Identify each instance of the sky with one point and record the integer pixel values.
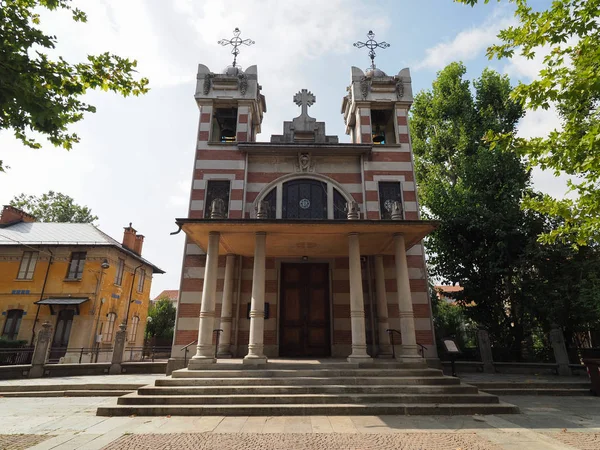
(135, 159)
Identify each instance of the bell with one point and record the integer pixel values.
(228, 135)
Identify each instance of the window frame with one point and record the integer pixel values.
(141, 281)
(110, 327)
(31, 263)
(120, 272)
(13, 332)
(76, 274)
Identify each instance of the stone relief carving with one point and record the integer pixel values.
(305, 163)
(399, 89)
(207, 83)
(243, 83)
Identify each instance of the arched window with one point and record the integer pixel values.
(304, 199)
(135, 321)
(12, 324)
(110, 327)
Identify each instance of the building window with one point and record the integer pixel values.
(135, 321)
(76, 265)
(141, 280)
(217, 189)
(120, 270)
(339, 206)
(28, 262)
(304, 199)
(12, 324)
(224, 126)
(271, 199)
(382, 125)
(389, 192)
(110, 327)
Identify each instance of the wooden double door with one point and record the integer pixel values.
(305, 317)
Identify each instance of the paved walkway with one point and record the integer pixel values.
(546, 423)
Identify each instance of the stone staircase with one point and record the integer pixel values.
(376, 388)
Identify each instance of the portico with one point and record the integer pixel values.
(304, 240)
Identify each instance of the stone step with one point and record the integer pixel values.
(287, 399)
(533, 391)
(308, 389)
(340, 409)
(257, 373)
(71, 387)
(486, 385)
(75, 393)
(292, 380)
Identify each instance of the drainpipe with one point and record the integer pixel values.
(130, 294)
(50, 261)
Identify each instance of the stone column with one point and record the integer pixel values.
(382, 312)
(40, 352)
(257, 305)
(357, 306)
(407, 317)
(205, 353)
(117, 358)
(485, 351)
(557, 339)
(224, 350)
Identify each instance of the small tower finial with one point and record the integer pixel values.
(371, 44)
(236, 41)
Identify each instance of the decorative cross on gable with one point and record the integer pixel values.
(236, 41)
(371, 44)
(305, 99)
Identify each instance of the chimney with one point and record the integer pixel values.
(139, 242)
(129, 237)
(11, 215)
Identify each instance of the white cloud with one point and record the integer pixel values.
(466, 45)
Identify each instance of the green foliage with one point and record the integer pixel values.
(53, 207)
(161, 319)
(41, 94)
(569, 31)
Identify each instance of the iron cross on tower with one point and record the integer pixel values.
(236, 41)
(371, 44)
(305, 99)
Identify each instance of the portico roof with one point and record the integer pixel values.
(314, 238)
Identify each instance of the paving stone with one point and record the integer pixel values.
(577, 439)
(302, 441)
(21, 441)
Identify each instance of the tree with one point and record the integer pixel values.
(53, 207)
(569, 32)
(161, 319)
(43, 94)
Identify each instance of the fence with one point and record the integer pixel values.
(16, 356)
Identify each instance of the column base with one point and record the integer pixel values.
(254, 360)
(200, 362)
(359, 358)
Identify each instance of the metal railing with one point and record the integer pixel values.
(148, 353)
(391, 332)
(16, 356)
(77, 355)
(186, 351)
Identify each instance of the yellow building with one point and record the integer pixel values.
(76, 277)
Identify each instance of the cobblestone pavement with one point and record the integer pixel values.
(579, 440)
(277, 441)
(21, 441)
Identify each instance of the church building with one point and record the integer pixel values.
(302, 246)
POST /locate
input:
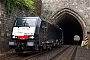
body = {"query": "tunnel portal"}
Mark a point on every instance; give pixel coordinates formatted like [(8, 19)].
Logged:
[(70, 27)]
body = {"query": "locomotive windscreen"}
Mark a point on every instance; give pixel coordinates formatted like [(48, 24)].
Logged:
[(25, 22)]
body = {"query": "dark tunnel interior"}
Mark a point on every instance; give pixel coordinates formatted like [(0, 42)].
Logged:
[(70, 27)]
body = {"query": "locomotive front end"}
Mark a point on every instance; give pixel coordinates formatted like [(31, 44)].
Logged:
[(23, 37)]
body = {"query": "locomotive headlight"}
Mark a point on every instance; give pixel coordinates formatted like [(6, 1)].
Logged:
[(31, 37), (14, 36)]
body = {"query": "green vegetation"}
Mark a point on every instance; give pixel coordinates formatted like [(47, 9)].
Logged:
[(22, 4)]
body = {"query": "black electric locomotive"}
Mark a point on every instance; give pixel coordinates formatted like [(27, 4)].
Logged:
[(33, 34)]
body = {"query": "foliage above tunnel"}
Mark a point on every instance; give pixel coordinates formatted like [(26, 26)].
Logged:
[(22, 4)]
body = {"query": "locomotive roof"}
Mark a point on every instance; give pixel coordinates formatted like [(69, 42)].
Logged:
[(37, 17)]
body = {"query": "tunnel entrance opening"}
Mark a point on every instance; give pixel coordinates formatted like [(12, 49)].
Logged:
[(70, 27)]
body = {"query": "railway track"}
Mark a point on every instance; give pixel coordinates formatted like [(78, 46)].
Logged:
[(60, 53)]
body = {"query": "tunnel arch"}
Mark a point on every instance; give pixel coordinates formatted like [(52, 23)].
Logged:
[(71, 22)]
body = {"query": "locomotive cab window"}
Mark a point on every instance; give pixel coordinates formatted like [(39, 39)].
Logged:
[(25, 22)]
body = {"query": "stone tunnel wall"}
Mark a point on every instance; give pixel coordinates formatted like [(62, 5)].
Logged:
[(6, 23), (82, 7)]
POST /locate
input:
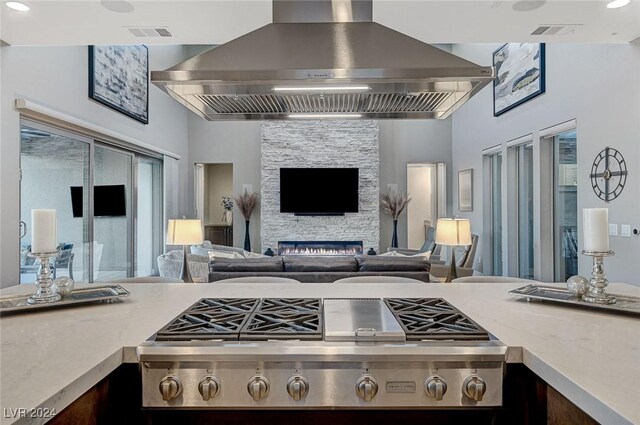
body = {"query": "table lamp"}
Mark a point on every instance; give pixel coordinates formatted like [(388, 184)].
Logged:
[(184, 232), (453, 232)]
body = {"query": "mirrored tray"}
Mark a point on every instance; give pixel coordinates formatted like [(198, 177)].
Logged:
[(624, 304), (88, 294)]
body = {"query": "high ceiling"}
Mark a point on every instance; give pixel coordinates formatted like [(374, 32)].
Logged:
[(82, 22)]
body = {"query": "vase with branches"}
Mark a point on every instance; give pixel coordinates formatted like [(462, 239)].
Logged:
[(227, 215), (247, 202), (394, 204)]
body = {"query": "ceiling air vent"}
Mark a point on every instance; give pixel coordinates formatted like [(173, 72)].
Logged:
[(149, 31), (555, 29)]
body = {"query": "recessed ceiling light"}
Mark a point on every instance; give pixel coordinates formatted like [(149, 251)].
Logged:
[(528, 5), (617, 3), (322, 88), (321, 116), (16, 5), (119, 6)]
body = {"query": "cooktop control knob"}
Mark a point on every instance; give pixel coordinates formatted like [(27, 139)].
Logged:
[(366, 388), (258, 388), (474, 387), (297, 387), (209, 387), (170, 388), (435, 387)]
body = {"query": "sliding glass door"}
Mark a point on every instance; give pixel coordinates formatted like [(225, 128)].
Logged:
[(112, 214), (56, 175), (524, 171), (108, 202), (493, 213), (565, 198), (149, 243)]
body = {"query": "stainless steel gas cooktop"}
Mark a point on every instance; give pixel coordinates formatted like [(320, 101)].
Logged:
________________
# WORK TO COMPLETE:
Each line holding the word "ceiling" must be copied from the data.

# REPLY:
body = {"query": "high ceiling"}
body = {"query": "ceiling air vent"}
body = {"query": "recessed ceiling light"}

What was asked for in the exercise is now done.